Televizyon seyircisi, yabancı yapımlardan "devşirme" dizilerden bıkmış görünüyor. Okurumuz Çisil Oğuz, sanat-yaratıcılık ilişkisinden yola çıkarak konuya etkileyici bir yorum getirmiş: "Çok uzun zamandan beri canımı sıkmakta olan bir şeyi sizinle paylaşmak istiyorum ve bunu bir şekilde dile getirebileceğinize inanıyorum. Maalesef Türk insanının en büyük zaaflarından biri televizyon ve çoğunluğun sanatla kurduğu en büyük ilişki bu metal parçasıyla sınırlı. Klasik müzik konserlerini duyunca burun kıvıran, operanın dünyanın en sıkıcı şeyi olduğu konusunda çevresinde genel bir kanı oluşturan veya tiyatroya gitmeyip zaten bu konuda diğer ülkelere göre geride kalmış tiyatromuza katkıda bulunmayan hatta bu sorunun farkında olmayan insanlardan bahsetmiyorum bile. Biliyorum ki ekonomik anlamda geri kalmış bir ülkede insanların, politika üzerine görüşleri bile 'Burası Türkiye' cümlesi etrafında dönerken, günde çoğu zaman 10 saatten fazla çalışan insanların sanata ayıracak vakitleri ve güçleri kalmıyor. Akşam işten dönen aile babalarımız eşleriyle birlikte çok sevgili dizilerimizi izliyorlar, kafalarını dağıtıyorlar. Şüphesiz çocukları da onlara katılıyor. Demek istediğim şey, diziler kaldırılsın, onun yerine çocukları ekran başından ayıramadığımız için bari yararlı programlar konulsun değil. En azından bu dizilere sanatın en önemli özelliklerinden biri olan 'özgünlük' getirilsin.

........

* _Yapılacak Çalışma_
Yabancı yapımlardan devşirilen diziler üzerine yazıyı son cümlesinin ardından sürdürün.

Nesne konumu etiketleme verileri
........

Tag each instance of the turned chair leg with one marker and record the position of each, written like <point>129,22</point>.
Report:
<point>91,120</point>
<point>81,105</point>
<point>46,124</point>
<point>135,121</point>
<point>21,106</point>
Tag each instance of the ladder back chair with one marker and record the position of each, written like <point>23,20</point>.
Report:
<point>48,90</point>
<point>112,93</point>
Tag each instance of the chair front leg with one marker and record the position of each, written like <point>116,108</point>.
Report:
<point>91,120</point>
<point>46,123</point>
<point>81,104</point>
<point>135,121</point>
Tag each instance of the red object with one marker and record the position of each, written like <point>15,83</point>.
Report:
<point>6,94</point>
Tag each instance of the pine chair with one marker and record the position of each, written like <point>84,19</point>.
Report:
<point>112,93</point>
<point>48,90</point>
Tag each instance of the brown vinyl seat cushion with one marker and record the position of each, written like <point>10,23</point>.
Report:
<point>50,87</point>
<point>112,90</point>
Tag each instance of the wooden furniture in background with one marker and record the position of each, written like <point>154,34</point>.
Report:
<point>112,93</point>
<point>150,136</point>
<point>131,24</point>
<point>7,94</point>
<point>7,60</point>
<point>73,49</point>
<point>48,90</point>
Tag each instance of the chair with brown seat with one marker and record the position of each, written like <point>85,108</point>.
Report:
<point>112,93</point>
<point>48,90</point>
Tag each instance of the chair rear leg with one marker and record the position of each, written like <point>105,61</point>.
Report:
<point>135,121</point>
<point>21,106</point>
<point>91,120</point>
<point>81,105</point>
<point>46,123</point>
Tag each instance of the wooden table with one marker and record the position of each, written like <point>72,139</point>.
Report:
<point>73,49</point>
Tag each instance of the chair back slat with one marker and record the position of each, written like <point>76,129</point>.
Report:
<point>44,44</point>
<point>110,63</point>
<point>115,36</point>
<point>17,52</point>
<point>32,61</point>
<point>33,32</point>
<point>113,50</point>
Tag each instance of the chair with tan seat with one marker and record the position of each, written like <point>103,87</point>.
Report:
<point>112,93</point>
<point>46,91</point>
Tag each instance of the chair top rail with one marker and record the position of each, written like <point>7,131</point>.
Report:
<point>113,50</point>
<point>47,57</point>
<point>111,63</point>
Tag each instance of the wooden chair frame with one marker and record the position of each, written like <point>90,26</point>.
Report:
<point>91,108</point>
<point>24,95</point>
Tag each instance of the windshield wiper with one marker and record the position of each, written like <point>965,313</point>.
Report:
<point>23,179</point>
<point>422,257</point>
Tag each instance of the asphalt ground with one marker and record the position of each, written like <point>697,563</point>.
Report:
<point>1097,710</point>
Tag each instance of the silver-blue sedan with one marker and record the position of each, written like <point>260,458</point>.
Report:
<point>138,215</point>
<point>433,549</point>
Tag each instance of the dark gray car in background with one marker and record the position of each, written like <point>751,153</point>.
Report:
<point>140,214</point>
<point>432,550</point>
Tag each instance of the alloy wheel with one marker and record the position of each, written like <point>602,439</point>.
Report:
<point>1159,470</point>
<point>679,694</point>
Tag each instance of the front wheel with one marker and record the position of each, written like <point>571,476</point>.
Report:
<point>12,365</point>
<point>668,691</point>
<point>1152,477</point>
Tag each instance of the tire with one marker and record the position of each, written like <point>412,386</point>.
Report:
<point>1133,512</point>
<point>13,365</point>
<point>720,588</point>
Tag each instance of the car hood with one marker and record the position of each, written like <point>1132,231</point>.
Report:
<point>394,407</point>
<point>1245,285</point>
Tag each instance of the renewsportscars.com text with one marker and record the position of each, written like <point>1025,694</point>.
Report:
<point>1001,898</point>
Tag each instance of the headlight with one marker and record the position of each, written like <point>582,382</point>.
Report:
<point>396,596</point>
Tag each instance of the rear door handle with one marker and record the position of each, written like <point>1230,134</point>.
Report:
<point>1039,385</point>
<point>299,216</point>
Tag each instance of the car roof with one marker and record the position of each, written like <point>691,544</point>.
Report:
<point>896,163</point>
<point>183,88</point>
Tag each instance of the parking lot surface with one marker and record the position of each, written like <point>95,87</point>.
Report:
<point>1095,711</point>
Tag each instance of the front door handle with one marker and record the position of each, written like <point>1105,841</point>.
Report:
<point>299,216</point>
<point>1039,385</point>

........

* _Çözümlü Alıştırma_
"VERSİYON" İZLEMEK SIKTI
Situation Comedy (Sit-com) olarak bilinen bütün dizilerimiz, Amerikan dizilerinin, filmlerinin veya Avrupai yapımların güzel örnekleri: 'Cuma'ya Kalsa / According to Jim', '1 Kadin 1 Erkek / Un Gars Une Fille', 'Bir İstanbul Masalı / Sabrina', 'Doktorlar / Grey's Anatomy', 'Tadımız Kaçmasın / Everybody Loves Raymond', 'Tatlı Cadı / Sabrina', 'Yine de Aşığım / Mad About You' ve sayamayacağım daha bir sürü dizi. Bununla birlikte orijinallerinden esinlenilmiş ama tıpatıp benzerlik göstermeyen Türkiye'ye daha uygun hale getirilmiş olan dizilerimiz de var. Örneğin; 'Kavak Yelleri'nin, 'Dawson's Creek' dizisinin Türkleştirilmiş versiyonu olduğunu gözardı etmek, 'Çocuklar Duymasın'ın ünlü 'Married with Children'a benzemedigini söylemek biraz zor. Ayrıca sadece diziler ve filmlerin değil, müzikallerin de Türk dizilerinin üzerindeki etkisi inkar edilemez; Yağmur Zamanı, eski bakıcılarından nefret eden çocuklara kendini sevdiren bakıcının sert babaya aşık olması konusuyla, ünlü müzikal 'Sounds of Music'e benzemiyor muydu? Veya Türk tarihinin önemli kesitlerinden birini yansıtan 'Elveda Rumeli'nin "If I were a rich man" sözleriyle aklımıza kazınan "Fiddler on the Roof"a (Damdaki Kemancı) olan inanılmaz benzerliği kimsenin dikkatini çekmedi mi? Yasal anlamda gerekli düzenlemeler yapılsa da Türk halkının beğeniyle takip ettiği bu 'sanatsal' aktivite diyebileceğimiz dizilerin özgünlükten yoksun olması can sıkıcı. Bazı şeylerin üzerine düşünmek ve yaratıcılıkta bulunmak çok zor olmasa gerek..."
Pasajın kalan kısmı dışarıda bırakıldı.